### Task prompt:
How many of the lines below contain the string "shadow"? Reply with the number only.
-- Start of Data shown --
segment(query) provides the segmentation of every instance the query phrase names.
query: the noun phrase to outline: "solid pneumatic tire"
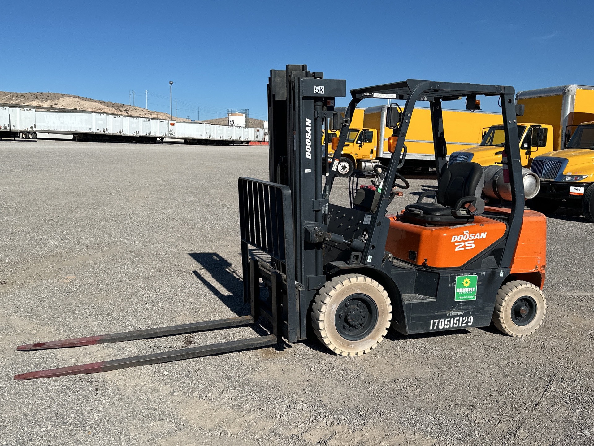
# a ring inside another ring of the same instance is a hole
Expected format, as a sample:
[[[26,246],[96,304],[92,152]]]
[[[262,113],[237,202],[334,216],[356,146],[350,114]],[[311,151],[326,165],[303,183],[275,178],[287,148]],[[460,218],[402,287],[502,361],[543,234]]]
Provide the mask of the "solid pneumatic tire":
[[[343,156],[339,160],[338,166],[336,167],[336,176],[341,178],[350,177],[353,174],[355,170],[355,165],[349,158]]]
[[[546,299],[538,287],[523,280],[508,282],[497,293],[493,323],[503,333],[524,337],[533,333],[546,314]]]
[[[346,274],[327,282],[316,296],[312,309],[316,336],[343,356],[357,356],[375,348],[388,332],[392,319],[388,293],[376,281],[361,274]],[[337,323],[341,326],[337,326]],[[345,334],[349,329],[354,331],[353,336]]]
[[[594,184],[590,184],[584,193],[582,201],[582,212],[586,219],[594,223]]]

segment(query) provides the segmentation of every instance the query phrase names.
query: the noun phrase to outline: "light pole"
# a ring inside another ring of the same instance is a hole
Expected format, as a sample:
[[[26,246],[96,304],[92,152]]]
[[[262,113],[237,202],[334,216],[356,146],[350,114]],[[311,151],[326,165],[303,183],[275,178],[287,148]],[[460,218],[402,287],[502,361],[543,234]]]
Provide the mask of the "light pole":
[[[173,103],[171,100],[171,86],[173,84],[173,81],[169,81],[169,118],[173,120]]]

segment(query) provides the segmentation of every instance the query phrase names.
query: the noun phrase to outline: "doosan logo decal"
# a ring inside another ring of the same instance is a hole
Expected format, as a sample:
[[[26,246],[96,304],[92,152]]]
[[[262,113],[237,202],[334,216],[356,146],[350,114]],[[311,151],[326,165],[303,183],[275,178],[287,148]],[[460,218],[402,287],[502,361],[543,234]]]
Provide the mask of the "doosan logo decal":
[[[311,120],[305,118],[305,158],[311,159]]]
[[[459,235],[452,235],[451,242],[456,244],[456,250],[462,251],[465,249],[472,249],[475,247],[474,240],[479,238],[486,238],[486,233],[476,233],[469,234],[468,231],[465,231]]]

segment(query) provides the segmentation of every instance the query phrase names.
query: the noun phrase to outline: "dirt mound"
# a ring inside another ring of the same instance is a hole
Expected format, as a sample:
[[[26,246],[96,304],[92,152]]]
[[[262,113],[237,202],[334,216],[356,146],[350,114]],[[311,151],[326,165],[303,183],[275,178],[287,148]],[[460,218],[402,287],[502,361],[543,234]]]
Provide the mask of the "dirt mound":
[[[126,105],[118,102],[98,100],[62,93],[12,93],[0,92],[0,103],[14,103],[20,105],[33,105],[50,108],[66,108],[74,110],[87,110],[101,113],[113,113],[139,118],[169,119],[168,113],[147,110],[146,108]],[[175,121],[187,121],[185,118],[173,117]]]

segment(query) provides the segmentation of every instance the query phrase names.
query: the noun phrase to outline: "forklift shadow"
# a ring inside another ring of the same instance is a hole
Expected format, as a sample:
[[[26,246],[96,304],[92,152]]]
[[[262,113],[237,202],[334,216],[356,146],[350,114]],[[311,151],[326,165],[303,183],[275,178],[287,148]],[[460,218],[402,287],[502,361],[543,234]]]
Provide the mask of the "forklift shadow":
[[[409,192],[409,195],[416,195],[419,197],[422,194],[425,193],[427,191],[431,190],[432,191],[435,191],[437,193],[437,186],[434,186],[433,184],[423,184],[421,187],[422,188],[421,190],[418,192]],[[433,197],[432,195],[430,195],[429,197]]]
[[[404,341],[405,340],[412,339],[427,339],[428,338],[438,338],[444,336],[457,336],[462,334],[470,334],[470,332],[462,328],[459,330],[448,330],[446,331],[436,331],[434,332],[415,333],[409,335],[403,335],[394,328],[391,328],[388,330],[388,334],[386,335],[386,339],[390,341]]]
[[[188,255],[200,265],[192,274],[211,293],[235,314],[249,313],[249,305],[244,303],[244,281],[228,260],[213,252],[192,252]]]
[[[192,252],[188,253],[188,255],[200,266],[198,269],[192,271],[192,273],[211,293],[238,316],[249,314],[249,304],[244,303],[243,278],[239,272],[228,260],[214,252]],[[268,288],[260,287],[261,296],[266,297],[267,293]],[[272,324],[263,318],[261,318],[252,328],[260,336],[272,332]]]

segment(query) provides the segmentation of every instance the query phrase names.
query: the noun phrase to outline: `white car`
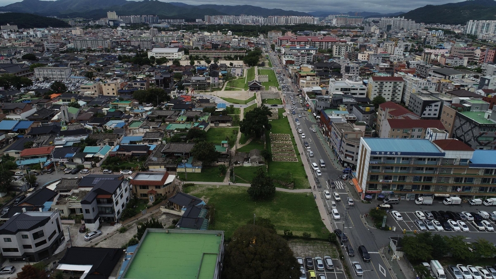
-- End of Data shown --
### Correct result:
2